┌─ SELECTED TEXT

Paddy field ready for planting with corn using Conservation Tillage Technology (Romeo V. Labios)

Conservation Tillage Practices for Corn Production (Philippines)

"Tipid Saka"

Description

Conservation Tillage Technology (Zero Tillage) or "Tipid Saka" - A crop production system which focuses on soil conservation and reducing excessive tillage operations, reduces labor and farm inputs while increasing productivity and profitability

Brief Description about Conservation Tillage Technology

Conservation tillage is the practice of planting seeds through the stubble of last season’s crop, rather than plowing and disking the field. The stubble protects topsoil against loss to wind and rain and reduces chemical run-off to streams. By not plowing, farmers also conserve soil moisture, which can reduce irrigation demands. Farmers can save fuel by reducing the number of farm machinery passes across their fields. In simple terms, Conservation Tillage can be said to lie along a continuum of two other techniques:

Minimum Tillage - mouldboard plowing is replaced by light tillage with tined implements, with or without a low toxicity non-residual herbicide to eliminate both perennial and annual weeds. 30% or more of the soil surface is kept covered by soil residues until final seedbed preparation. Conventional planting equipment can normally be used. Zero Tillage - planting is normally conducted without any preparatory tillage, or seedbed preparation. Normally, this technique requires specialized machinery for planting which can displace residues from the previous crop. A low toxicity non-residual herbicide application is recommended where growing weeds are present. There are numerous potential advantages of conservation tillage:

Farming Benefits
For farmers the primary benefits of CT, achieved with any loss of yields, include:
- More sustainable farming due to dramatic reductions in soil erosion caused by water or wind
- More efficient conservation and utilization of water under dryland conditions
- Improved energy efficiency as a result of reduced fuel requirements associated with fewer field operations
- Greater crop and farm profitability through reduced direct and indirect costs for chemicals, fuel and labor.

└─
┌─ PROVIDED DATA

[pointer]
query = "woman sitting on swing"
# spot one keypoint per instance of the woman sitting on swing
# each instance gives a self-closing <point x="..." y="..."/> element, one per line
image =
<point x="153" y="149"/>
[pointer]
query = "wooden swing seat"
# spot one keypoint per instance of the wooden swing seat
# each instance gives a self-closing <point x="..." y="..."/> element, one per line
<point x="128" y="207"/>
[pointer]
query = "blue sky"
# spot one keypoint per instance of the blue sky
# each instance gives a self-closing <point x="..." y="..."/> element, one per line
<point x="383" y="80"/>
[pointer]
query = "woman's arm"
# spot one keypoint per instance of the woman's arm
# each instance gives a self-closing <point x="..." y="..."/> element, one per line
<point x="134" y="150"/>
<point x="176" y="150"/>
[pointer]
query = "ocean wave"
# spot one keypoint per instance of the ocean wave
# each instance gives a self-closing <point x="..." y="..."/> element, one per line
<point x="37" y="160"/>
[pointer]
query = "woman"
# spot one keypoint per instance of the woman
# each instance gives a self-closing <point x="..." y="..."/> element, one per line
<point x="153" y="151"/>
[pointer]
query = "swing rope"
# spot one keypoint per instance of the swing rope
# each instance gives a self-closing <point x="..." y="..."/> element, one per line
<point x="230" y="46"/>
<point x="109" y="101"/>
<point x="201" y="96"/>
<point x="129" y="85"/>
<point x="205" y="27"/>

└─

- _YOUR TASKS_:
1 > In the conservation tillage text, how much of the soil surface stays covered by residues under minimum tillage until final seedbed preparation?
2 > Carry the conservation tillage text forward from its last line.
None of the items are needed here.

- _ANSWERS BELOW_:
1 > 30% or more.

2 >
Environmental Benefits
At the same time, CT offers a number of significant benefits to the environment, these include:
- Greater biodiversity than with standard cultivation practices where the surface has no crop residues
- Reduces the build-up of soil sediments in reservoirs, drainage, ditches, etc. caused by soil erosion
- Less pollution of drinking water sources caused by run-off of soil, fertilizers and pesticides
- Reduced CO2 emissions due to increased soil organic matter level

Furthermore, crops grown without tillage use water more efficiently, the water-holding capacity of the soil increases, and water losses from runoff and evaporation are reduced. For crops grown without irrigation in drought-prone soils, this more efficient water use can translate into higher yields. In addition, soil organic matter and populations of beneficial insects are maintained, soil and nutrients are less likely to be lost from the field and less time and labor is required to prepare the field for planting. In general, the greatest advantages of reduced tillage are realized on soils prone to erosion and drought. Also achieved are greater water-stability of surface soil aggregates, higher microbial activity and earthworm populations and higher total carbon. Soil loss is less from sprinkler irrigation than in the plow treatment.

Location

Location: San Jose, Abra de Ilog, Sta. Cruz, Sablayan, Laguna, Philippines

No. of Technology sites analysed:

Geo-reference of selected sites
  • 120.65, 13.33

Spread of the Technology: evenly spread over an area (100.0 km²)

In a permanently protected area?:

Date of implementation: less than 10 years ago (recently)

Type of introduction
Corn grown using Conservation Tillage Technology at 10 days after planting (DAP) (Romeo V. Labios)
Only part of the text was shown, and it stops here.